>> START EXTRACTED RECORDS
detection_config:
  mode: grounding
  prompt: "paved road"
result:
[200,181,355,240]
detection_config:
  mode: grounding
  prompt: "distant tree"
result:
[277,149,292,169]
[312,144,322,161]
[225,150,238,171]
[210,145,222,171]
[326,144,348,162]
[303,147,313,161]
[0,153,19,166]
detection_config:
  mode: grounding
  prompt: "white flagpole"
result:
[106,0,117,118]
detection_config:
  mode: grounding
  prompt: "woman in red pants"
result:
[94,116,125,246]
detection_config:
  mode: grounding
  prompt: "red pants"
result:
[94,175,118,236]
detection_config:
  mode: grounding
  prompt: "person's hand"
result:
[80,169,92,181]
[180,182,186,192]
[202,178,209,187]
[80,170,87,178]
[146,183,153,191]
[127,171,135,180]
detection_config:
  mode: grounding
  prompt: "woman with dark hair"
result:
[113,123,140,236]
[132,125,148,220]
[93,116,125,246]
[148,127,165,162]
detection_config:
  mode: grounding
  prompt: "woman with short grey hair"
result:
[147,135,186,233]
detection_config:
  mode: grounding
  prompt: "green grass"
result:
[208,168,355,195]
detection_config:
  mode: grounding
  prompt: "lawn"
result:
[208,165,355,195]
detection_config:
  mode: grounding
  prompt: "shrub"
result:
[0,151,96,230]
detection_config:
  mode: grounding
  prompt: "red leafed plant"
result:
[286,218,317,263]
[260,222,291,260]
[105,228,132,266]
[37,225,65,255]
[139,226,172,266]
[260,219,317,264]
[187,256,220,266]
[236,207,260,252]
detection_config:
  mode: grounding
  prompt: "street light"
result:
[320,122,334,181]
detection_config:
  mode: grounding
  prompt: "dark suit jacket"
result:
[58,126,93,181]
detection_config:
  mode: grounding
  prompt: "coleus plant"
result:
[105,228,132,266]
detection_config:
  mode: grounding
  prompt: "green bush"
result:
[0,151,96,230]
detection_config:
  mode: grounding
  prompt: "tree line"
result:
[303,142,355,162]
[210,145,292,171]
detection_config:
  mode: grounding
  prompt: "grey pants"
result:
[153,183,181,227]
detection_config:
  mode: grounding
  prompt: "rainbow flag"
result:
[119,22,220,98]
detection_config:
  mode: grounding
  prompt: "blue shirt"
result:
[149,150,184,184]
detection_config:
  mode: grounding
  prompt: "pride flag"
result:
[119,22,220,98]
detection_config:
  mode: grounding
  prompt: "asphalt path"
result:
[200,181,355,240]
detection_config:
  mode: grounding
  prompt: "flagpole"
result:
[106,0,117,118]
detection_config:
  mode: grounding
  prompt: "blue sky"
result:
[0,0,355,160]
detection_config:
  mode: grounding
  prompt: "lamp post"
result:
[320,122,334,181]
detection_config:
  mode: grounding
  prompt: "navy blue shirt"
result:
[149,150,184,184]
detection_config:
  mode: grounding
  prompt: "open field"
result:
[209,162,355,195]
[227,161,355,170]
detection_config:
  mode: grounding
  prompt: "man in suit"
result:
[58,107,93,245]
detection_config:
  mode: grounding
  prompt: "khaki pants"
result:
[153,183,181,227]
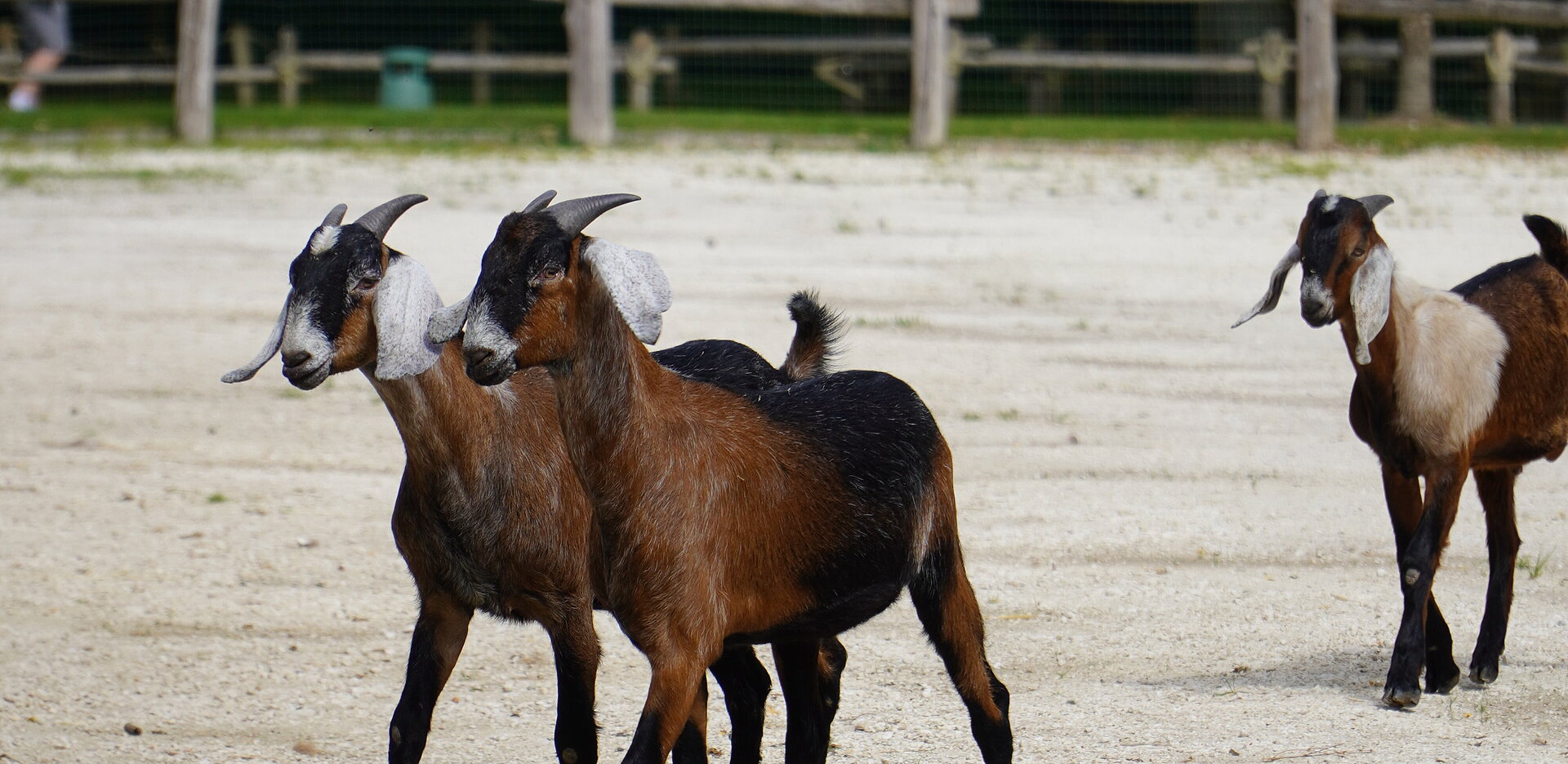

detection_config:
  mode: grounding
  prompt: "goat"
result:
[462,194,1013,764]
[225,196,844,764]
[1234,191,1568,708]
>> END EXTRACTED RECORDS
**TASK DETAILS**:
Switch each "grounding" in all of the material above to "referring", and give every line again with nothing else changed and the pictures left out.

**RESULT OF THIS TASK**:
detection_config:
  mode: referring
  prompt: "paved road"
result:
[200,181,355,240]
detection_config:
  mode: referring
  prompt: "distant tree"
result:
[277,149,292,169]
[312,144,322,161]
[225,150,238,171]
[210,145,222,171]
[326,144,348,162]
[303,147,313,161]
[0,153,19,166]
detection_config:
  mode: referring
  prompt: "white flagpole"
result:
[106,0,117,118]
detection_config:
  mode: referring
  prompt: "woman in red pants"
result:
[94,116,125,246]
detection_config:
  mode: referring
  prompt: "red pants"
result:
[94,175,118,236]
detection_config:
  mode: referring
  prompt: "person's hand"
result:
[80,169,92,181]
[180,182,186,192]
[202,178,209,187]
[80,170,87,178]
[146,183,153,191]
[127,171,135,180]
detection_config:
  mode: referring
  prompt: "woman with dark hair"
result:
[113,123,140,236]
[132,125,148,220]
[93,116,125,246]
[148,127,165,162]
detection_config:
  mode: referring
  prompt: "woman with short grey hair"
result:
[147,135,186,233]
detection_config:
  mode: referring
  prompt: "green grass"
result:
[208,168,355,195]
detection_config:
  mode: referring
  prompt: "lawn"
result:
[208,165,355,195]
detection_config:
  mode: referring
  prompt: "shrub"
result:
[0,151,96,230]
detection_config:
  mode: referring
  prompt: "red leafed plant"
result:
[286,218,317,263]
[260,222,291,260]
[105,228,132,266]
[37,225,65,255]
[139,226,172,266]
[260,219,317,264]
[187,256,220,266]
[236,207,260,252]
detection_config:
  mode: referring
  prompt: "street light"
result:
[320,122,334,181]
detection_config:
  mode: referring
  prompt: "dark suit jacket"
result:
[58,126,93,181]
detection_config:
  mode: referring
  prompt: "coleus plant"
result:
[105,228,132,266]
detection_config:
  mode: referring
  prompt: "green bush"
result:
[0,151,96,230]
detection_config:
  mode: referring
  prompt: "tree line"
result:
[303,142,355,162]
[210,145,292,171]
detection_config:
  mode: referring
  prompt: "grey pants"
result:
[153,183,181,227]
detection_config:
  mode: referring
  prompt: "rainbow flag"
result:
[119,22,220,98]
detection_config:
  mode: referring
  prompt: "blue shirt"
result:
[149,150,184,184]
detection_config:
  mode: referring
  prompt: "pride flag"
result:
[119,22,220,98]
detection_config:
  mode: referring
  prompt: "asphalt path"
result:
[200,181,355,240]
detection_config:
  mode: referring
  prompt: "flagpole"
result:
[106,0,117,118]
detection_config:
  mode: referring
  prompt: "blue sky"
result:
[0,0,355,160]
detection_config:
  mode: referring
  prompt: "lamp post"
result:
[320,122,334,181]
detection_config:
  mode: referring
  prompt: "navy blue shirt"
result:
[149,150,184,184]
detection_config:
  mode: referring
  prompt: "open field"
result:
[209,162,355,195]
[227,161,355,170]
detection_config:
  mode: referring
  prompt: "man in suit"
result:
[58,107,93,245]
detection_config:
  mode: referring
  prompt: "khaki pants"
result:
[153,183,181,227]

detection_config:
  mode: referring
  prompt: "goat"
result:
[462,194,1013,764]
[225,196,844,764]
[1234,191,1568,708]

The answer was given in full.